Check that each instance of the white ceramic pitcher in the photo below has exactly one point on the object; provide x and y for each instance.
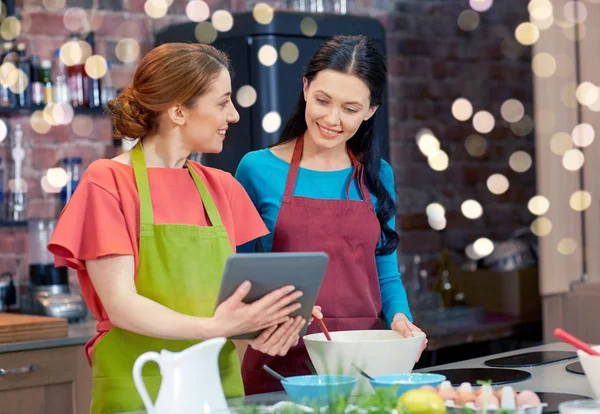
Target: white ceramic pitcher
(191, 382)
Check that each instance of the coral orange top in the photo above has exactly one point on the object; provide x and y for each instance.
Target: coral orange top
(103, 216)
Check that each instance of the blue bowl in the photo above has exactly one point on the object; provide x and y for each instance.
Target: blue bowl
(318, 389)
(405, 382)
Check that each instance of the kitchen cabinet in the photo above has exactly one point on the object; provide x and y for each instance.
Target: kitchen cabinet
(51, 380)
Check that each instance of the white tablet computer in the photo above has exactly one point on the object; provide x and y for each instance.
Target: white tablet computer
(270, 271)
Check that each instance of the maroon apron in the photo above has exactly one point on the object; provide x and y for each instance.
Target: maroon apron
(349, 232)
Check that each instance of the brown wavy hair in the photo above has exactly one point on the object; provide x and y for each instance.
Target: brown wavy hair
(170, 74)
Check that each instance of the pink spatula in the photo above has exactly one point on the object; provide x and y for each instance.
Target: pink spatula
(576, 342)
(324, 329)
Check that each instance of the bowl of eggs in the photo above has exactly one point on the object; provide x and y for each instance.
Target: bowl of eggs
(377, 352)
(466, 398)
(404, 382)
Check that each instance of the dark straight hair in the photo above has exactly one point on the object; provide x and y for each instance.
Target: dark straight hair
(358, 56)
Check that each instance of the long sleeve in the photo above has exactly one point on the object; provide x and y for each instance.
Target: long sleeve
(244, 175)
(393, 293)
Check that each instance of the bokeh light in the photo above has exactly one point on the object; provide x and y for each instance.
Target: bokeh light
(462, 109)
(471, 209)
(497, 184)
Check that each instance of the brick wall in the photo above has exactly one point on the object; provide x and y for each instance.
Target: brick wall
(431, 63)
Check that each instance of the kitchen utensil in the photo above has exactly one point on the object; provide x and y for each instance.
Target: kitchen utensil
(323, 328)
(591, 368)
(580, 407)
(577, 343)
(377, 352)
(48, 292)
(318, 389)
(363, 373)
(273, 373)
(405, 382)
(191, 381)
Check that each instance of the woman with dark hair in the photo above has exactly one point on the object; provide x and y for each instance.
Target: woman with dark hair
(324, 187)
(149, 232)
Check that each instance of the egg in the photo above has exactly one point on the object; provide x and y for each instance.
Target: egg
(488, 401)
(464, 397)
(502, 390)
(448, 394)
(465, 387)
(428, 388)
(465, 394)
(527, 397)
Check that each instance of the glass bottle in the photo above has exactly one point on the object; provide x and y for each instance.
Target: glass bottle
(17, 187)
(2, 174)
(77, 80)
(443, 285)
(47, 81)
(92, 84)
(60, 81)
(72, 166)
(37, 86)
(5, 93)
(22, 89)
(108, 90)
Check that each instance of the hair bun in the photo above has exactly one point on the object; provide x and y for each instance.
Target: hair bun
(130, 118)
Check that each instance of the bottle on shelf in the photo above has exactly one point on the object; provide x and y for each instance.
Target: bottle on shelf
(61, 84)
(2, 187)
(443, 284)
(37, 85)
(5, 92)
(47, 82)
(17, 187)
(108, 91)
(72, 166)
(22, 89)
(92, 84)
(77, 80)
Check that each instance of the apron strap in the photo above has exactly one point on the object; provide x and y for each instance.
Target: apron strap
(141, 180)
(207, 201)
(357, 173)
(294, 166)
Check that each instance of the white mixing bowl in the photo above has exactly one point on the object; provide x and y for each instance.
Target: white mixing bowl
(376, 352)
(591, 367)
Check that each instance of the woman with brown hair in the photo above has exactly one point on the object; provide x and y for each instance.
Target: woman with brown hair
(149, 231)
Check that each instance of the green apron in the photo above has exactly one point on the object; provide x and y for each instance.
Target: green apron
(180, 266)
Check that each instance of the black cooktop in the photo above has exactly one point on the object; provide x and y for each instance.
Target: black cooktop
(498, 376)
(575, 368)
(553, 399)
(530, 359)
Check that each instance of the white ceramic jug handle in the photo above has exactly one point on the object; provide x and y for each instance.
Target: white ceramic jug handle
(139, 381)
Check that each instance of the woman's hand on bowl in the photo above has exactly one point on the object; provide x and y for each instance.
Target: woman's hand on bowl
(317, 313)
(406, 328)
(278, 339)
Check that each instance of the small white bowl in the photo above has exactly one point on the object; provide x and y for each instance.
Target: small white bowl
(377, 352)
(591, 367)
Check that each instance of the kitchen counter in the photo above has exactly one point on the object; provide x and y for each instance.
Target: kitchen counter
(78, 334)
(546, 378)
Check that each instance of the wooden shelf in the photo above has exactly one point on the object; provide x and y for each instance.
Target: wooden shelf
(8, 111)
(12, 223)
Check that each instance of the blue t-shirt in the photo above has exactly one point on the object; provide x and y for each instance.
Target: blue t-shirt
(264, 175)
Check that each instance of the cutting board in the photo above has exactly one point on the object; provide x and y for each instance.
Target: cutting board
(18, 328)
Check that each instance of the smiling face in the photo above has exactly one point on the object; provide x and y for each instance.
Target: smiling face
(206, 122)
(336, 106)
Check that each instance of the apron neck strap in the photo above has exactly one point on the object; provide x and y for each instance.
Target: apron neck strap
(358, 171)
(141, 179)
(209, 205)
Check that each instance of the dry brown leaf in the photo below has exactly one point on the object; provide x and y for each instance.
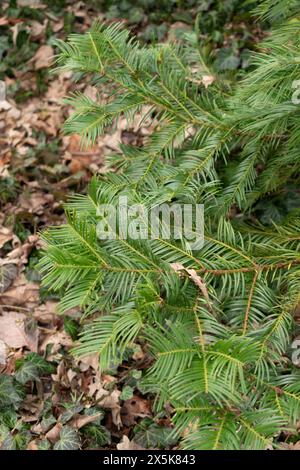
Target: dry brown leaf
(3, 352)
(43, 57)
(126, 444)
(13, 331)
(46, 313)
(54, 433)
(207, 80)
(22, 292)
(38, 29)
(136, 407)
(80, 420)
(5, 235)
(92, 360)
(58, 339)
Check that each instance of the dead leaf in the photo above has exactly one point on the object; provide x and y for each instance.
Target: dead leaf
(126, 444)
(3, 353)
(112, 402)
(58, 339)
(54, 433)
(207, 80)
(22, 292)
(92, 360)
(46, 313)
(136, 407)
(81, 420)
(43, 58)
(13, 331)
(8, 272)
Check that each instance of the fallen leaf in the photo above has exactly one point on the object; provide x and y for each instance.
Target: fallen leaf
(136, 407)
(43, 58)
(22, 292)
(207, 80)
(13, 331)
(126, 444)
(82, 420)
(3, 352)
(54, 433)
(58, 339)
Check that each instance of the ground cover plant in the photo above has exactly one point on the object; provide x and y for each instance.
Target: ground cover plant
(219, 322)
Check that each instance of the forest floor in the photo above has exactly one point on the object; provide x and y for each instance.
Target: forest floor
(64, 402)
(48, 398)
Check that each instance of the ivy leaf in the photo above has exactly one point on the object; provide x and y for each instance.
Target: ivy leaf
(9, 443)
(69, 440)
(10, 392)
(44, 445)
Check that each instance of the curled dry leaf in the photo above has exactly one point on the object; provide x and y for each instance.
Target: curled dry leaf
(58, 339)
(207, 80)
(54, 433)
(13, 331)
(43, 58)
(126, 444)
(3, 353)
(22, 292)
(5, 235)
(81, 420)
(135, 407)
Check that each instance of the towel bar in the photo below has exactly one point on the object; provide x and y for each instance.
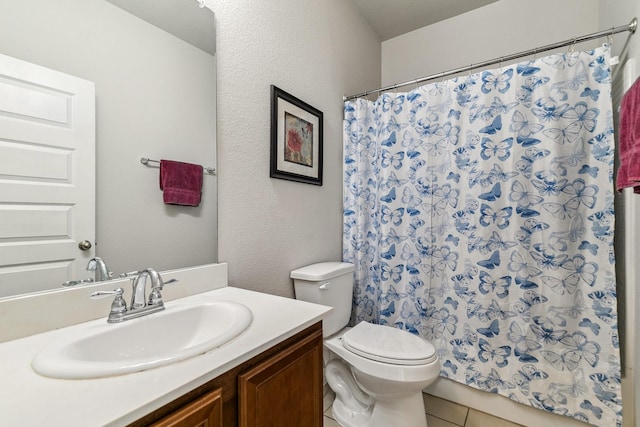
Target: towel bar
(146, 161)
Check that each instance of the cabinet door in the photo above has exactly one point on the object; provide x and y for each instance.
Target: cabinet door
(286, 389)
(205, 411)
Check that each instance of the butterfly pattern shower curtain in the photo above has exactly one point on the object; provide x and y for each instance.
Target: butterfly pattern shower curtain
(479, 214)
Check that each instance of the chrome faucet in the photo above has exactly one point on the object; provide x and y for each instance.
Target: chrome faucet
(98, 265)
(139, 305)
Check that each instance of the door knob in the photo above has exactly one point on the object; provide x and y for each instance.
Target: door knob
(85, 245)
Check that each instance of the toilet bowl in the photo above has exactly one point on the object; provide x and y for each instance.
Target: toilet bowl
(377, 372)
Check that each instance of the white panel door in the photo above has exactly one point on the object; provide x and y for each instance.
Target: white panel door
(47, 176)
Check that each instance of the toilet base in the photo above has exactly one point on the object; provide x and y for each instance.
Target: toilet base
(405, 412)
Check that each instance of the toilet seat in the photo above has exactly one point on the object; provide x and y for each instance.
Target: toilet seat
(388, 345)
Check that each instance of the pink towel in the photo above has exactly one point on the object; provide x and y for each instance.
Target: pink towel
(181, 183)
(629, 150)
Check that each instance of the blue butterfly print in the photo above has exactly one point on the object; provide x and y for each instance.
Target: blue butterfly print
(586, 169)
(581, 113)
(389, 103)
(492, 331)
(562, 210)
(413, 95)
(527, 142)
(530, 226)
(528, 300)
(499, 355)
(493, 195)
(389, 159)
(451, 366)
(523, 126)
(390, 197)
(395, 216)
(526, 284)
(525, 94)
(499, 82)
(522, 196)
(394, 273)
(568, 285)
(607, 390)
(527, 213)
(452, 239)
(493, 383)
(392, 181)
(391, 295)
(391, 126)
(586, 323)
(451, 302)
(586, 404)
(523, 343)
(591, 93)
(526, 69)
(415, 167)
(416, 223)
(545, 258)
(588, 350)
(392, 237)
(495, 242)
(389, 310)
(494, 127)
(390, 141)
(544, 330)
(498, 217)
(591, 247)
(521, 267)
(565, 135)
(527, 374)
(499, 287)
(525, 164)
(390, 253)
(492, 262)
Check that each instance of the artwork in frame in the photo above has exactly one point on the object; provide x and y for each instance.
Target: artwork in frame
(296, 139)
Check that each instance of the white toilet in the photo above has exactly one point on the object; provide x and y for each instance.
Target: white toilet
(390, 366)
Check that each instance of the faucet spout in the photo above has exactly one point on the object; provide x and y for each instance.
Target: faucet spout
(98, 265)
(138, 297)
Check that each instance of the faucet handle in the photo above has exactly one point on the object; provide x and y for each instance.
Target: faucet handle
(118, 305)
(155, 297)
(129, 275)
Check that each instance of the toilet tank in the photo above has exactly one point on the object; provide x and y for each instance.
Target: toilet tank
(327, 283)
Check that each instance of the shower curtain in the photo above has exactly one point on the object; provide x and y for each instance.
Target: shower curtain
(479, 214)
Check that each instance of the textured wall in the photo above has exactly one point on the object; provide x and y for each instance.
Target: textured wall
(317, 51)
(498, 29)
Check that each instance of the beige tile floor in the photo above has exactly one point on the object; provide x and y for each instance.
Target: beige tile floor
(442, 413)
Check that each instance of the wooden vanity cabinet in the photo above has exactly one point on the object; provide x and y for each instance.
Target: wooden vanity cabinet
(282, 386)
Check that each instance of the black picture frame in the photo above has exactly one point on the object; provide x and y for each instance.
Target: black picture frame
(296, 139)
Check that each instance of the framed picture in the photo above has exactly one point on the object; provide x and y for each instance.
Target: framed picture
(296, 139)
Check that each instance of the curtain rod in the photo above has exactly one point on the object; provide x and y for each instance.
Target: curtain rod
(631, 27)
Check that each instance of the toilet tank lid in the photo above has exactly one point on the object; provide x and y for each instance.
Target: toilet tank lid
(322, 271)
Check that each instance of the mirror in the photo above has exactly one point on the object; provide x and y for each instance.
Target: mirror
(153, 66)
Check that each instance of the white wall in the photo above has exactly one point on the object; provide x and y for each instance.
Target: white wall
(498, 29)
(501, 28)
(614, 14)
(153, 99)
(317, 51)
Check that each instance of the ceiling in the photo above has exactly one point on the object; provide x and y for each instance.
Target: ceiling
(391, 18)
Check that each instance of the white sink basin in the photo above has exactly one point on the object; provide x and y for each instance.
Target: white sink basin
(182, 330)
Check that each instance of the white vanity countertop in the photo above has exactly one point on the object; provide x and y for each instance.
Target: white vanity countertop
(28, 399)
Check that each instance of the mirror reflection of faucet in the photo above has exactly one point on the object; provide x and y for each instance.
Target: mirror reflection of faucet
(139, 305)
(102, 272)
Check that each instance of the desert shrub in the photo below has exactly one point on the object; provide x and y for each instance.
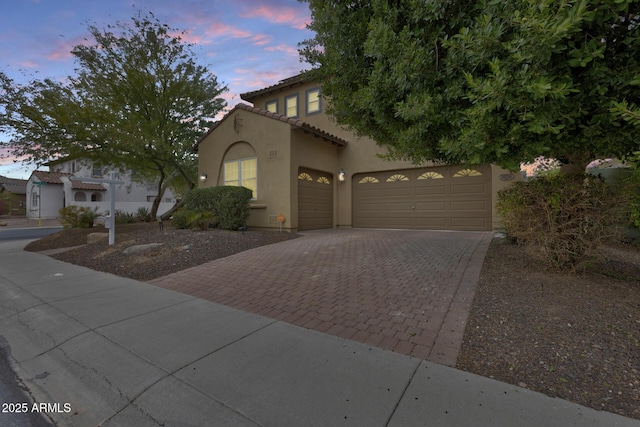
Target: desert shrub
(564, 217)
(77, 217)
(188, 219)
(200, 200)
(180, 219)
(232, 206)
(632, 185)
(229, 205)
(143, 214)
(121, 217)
※
▶ _TASK PROMPT_
What lines of the listing contain the word "below"? Copy them all.

▶ _REPLY_
Check that each instance of the white ceramic pitcher in the photo below has exactly one point on the object; provide x and y for each instance.
Check that each instance of the dry brown leaf in the photo below has exactly one point on the object; provide x and y for each instance.
Check that each instance of the towel bar in the photo below has exactly one point on the object; provide x and y for each instance.
Check that each instance of the desert shrub in the photo below has exactly one point on the object; provide x and y for each instance.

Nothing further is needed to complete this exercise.